** start of Information given **
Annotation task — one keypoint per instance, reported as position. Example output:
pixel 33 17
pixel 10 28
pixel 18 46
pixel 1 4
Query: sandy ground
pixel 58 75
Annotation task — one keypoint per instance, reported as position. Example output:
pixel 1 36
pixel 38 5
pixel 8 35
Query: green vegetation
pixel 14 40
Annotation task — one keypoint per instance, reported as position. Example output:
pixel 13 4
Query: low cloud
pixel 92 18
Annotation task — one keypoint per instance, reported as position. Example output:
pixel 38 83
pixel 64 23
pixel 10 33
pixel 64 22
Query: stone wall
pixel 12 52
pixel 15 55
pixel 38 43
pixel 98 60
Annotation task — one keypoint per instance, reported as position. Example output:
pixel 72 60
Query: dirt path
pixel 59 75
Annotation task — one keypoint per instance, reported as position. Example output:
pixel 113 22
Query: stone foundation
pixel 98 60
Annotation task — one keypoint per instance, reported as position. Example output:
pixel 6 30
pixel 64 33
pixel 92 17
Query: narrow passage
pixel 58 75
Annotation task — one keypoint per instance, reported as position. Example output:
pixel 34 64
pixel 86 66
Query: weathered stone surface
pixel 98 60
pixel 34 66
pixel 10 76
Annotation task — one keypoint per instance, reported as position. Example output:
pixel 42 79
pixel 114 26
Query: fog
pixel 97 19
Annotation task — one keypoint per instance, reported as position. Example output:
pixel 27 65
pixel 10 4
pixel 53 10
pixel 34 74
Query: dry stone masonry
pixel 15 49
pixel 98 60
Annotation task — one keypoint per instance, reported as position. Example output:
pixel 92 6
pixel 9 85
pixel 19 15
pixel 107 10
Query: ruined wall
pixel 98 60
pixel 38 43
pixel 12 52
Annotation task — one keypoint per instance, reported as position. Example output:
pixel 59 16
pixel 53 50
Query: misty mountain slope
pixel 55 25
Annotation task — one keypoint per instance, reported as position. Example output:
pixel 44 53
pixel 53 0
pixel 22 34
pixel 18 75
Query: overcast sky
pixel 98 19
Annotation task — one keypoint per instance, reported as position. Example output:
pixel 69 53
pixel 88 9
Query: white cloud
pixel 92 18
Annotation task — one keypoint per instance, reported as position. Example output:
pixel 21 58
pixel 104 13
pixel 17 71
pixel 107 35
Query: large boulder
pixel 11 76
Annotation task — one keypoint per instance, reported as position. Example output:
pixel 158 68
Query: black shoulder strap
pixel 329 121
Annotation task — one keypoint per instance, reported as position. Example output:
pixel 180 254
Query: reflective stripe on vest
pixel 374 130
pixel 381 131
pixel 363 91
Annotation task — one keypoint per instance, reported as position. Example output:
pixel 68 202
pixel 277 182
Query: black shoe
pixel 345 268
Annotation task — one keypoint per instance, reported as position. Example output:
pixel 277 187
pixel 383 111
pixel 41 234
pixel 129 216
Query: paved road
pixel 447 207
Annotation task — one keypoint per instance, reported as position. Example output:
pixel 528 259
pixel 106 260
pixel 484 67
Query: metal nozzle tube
** end of Information given **
■ **Written problem**
Output the listing above word for word.

■ **Response to this exercise**
Annotation task — one keypoint per instance, reported as position. Example output:
pixel 33 17
pixel 10 28
pixel 18 46
pixel 1 4
Query: sandy ground
pixel 58 75
Annotation task — one keypoint per instance, reported as position. Example output:
pixel 1 36
pixel 38 5
pixel 8 35
Query: green vegetation
pixel 14 40
Annotation task — one keypoint per instance, reported as position. Example output:
pixel 13 4
Query: low cloud
pixel 92 18
Annotation task — one keypoint per instance, reported as position. Example output:
pixel 38 83
pixel 64 23
pixel 10 33
pixel 64 22
Query: stone wall
pixel 12 52
pixel 15 55
pixel 38 43
pixel 98 60
Annotation task — one keypoint per instance, reported as position. Example output:
pixel 72 60
Query: dirt path
pixel 59 75
Annotation task — one keypoint per instance, reported as position. Example output:
pixel 113 22
Query: stone foundation
pixel 98 60
Annotation task — one keypoint per instance, reported as position. Example output:
pixel 6 30
pixel 64 33
pixel 92 17
Query: narrow passage
pixel 58 75
Annotation task — one keypoint per instance, reported as position. Example output:
pixel 34 64
pixel 86 66
Query: weathered stone surface
pixel 98 60
pixel 34 66
pixel 10 76
Annotation task — one keypoint per instance, reported as position. Example output:
pixel 42 79
pixel 114 26
Query: fog
pixel 97 19
Annotation task — one keypoint per instance, reported as position. Example output:
pixel 27 65
pixel 10 4
pixel 53 10
pixel 34 74
Query: dry stone masonry
pixel 15 49
pixel 98 60
Annotation task — one keypoint per instance, reported as position. Example output:
pixel 92 6
pixel 9 85
pixel 19 15
pixel 107 10
Query: ruined wall
pixel 98 60
pixel 38 43
pixel 12 52
Annotation task — one keypoint per instance, reported as position. Example output:
pixel 59 16
pixel 53 50
Query: misty mountain slope
pixel 55 25
Annotation task — one keypoint per instance, reported as position. Example output:
pixel 44 53
pixel 53 0
pixel 22 34
pixel 18 75
Query: overcast sky
pixel 98 19
Annotation task — one keypoint per instance, reported as position. Example output:
pixel 69 53
pixel 88 9
Query: white cloud
pixel 92 18
Annotation task — one keypoint per instance, reported as position. Example output:
pixel 21 58
pixel 104 13
pixel 17 71
pixel 107 35
Query: large boulder
pixel 11 76
Annotation task — one keypoint per instance, reported as position. Example output:
pixel 158 68
Query: black shoulder strap
pixel 329 121
Annotation task — one keypoint per instance, reported as position. Example output:
pixel 180 254
Query: reflective stripe on vest
pixel 374 130
pixel 381 131
pixel 363 91
Annotation task — one keypoint per instance, reported as position. Example output:
pixel 68 202
pixel 277 182
Query: black shoe
pixel 345 268
Annotation task — one keypoint per instance, reported as position. Example output:
pixel 277 187
pixel 383 111
pixel 41 234
pixel 129 216
Query: paved road
pixel 447 207
Annotation task — one keypoint per instance, reported as position. Example output:
pixel 528 259
pixel 106 260
pixel 484 67
Query: metal nozzle tube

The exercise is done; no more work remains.